→ **Exercise objective**
Convert the stretch of entries from the line containing "of the steam" through the line containing "<point>164,168</point>" into a JSON list of strings, one string per line, with blank lines left out.

→ **Records shown**
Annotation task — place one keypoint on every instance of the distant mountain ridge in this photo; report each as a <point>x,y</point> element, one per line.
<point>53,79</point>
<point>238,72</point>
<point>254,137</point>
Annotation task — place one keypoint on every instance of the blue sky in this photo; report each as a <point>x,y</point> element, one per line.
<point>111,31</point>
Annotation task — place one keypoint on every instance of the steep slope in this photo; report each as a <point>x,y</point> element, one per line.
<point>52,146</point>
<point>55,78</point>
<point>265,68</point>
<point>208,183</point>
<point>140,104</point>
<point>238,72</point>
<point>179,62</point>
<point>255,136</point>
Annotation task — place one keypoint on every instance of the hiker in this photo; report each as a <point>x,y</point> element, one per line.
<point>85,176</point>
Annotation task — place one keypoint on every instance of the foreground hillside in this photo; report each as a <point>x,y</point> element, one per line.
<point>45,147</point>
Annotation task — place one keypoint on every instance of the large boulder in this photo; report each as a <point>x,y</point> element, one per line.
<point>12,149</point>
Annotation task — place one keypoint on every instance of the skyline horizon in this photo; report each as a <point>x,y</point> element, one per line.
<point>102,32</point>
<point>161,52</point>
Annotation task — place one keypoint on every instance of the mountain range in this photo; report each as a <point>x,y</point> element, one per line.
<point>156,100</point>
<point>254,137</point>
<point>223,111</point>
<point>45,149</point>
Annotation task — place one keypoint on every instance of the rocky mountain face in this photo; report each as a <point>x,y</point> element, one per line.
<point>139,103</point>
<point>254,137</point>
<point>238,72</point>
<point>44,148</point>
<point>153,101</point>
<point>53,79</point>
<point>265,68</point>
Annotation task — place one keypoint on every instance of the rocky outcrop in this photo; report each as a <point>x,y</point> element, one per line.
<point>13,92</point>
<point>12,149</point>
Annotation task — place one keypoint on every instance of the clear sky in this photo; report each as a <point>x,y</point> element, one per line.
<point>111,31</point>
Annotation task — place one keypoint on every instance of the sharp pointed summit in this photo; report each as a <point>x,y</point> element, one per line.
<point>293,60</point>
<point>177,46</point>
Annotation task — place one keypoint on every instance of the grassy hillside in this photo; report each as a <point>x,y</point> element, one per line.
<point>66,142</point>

--

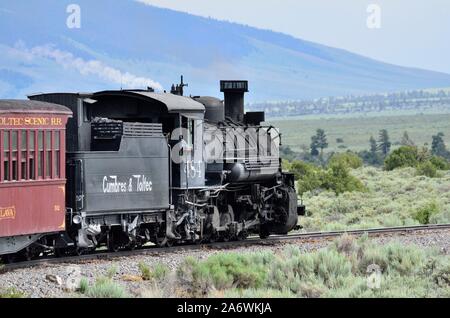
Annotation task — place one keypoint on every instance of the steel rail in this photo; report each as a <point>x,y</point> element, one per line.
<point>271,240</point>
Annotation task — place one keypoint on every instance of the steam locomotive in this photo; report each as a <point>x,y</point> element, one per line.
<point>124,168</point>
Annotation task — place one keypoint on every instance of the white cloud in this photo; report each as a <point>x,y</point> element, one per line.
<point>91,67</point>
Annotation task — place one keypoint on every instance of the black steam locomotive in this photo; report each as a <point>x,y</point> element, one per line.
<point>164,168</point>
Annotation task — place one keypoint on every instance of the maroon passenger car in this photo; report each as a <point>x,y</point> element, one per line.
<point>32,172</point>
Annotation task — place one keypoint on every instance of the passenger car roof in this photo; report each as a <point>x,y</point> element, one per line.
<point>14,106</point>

→ **The response**
[
  "Annotation task — place one keypoint on every instance of the steam locomotive in this photo; report each as a <point>x,y</point> element, one per line.",
  "<point>124,168</point>",
  "Annotation task — place one keypoint on every instance of the white cloud in this photo; report each as a <point>x,y</point> element, one per line.",
  "<point>91,67</point>",
  "Annotation task — place one keypoint on every instance of the black steam locomotive in this photo; report each as a <point>x,y</point> element, one per line.",
  "<point>164,168</point>"
]